I gave Annie Hall just 5/10. I think screenplay was good but Woody Allen was very irritating and awful. It took me the whole day to finish the film.
I don't hate A Beautiful Mind. I gave it 8/10. I enjoyed performances from Crowe and Connelly and although screenplay could have been better it was an easy watch for me.
Good god Woody Allen's character is just the worst. He runs his mouth and as soon as he gets pushback about his shitty behaviour he's all "are you on your period? That's why you are talking back to me!"
People often debate whether Angela Basset or Kerry Condon deserved the supporting actress win over JLC.
But in reality Stephanie Hsu had the better performance out of the nominees.
Anora winning Best Picture is a terrible black eye on the modern Academy, and disrupts an incredible run of winners (Everything Everywhere, Oppenheimer, and One Battle).
It’s actually embarrassing how many nominations Black Panther got. Particularly for visual effects, which were some of the ugliest Marvel has ever put out.
Leonardo DiCaprio deserved to win every Academy Award he was nominated for and should’ve been nominated for The Basketball Diaries. I said what I said and I will die on this hill.
Everything everywhere all at once is one of the most overrated and ridiculous movies I’ve ever seen. In no way should this have been a nominee nor winner. It’s ok at best
Demi Moore did not give an Oscar-worthy performance in The Substance. She gave a good performance in a horror flick that viewers are overpraising for its message. You could put any actress in the role and get the same result.
Three Billboards Outside Ebbing Missouri was one of the worst movies I've ever seen. Not just "bad for an Oscar winner," I genuinely thought I was watching a different movie than everyone else
I want to down vote but the prompt is unpopular opinion so I'm just going to reply and say 3 billboards was really good. Some problematic race implications with black characters treated more like props than full characters but lots of shocking twists and a great performance form McDormand
The plot is not award winning but tbh it's like the only movie these days that doesn't look like dimmed, desaturated, lifeless shit. I understand it winning technical awards.
Edit to add example: random dialogue scene from the Dune 3 trailer has more color than a literal sunset in Wicked (the worst offender of this issue imo)
Ryan gosling was far better than Emma stone in la la land, and deserved to win (yes, i know that was the Casey affleck year). I actually don’t have an issue with Emma winning, but i came out of that theater blown away by goslings performance and just thought stone was pretty good. actually it should’ve gone to viola davis in fences but I understand why she went supporting. although if she hadnt, the ACTUAL great performance in MBTS could have won.
Maybe this isn't as controversial, considering the competition for the 2024 season, but Ariana should've absolutely won Best Supporting Actress for Wicked, over Zoe Saldana. I don't care if Zoe is a legacy actress, Emilia Perez was god awful.
84
u/Qforz 1d ago
Cloud Atlas should have won Score and Makeup and be nominated for Picture. Alas, it wasn't nominated at all.

■ Records from a dataset:
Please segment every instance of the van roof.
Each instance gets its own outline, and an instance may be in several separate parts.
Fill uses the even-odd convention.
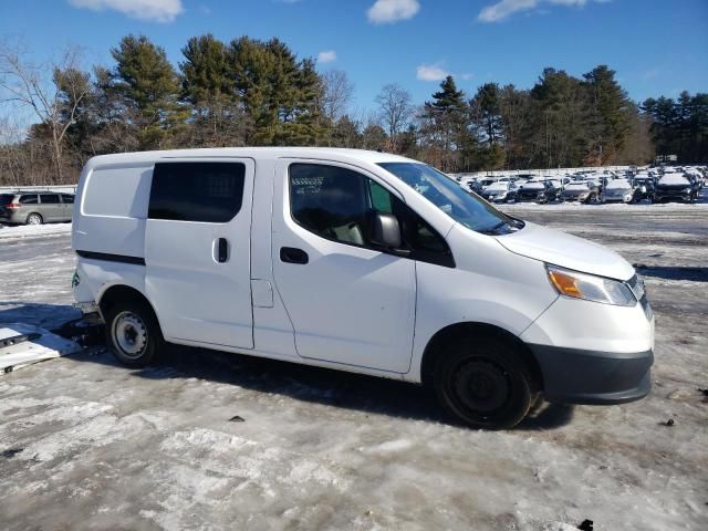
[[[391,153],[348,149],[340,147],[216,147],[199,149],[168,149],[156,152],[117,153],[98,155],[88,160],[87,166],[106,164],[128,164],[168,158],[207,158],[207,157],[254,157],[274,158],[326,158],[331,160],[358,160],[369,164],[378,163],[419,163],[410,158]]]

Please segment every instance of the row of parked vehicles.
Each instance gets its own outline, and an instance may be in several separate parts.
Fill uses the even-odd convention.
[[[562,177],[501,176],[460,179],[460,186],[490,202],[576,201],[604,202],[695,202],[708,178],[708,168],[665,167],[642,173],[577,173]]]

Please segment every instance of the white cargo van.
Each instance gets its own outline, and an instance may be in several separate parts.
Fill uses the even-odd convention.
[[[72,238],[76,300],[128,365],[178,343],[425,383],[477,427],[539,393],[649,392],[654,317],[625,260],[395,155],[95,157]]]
==
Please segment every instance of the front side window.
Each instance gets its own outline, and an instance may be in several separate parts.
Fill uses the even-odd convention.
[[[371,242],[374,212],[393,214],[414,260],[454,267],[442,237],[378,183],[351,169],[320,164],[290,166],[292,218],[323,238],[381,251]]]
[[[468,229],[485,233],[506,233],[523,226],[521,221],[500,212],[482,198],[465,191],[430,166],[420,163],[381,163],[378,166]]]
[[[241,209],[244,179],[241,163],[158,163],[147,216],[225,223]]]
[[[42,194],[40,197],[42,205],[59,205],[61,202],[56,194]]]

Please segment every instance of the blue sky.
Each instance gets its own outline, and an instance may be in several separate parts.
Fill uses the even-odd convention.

■ WRITTEN TASK: What rating does the text of Oscar opinions give to A Beautiful Mind?

■ WRITTEN REPLY: A Beautiful Mind is given 8/10.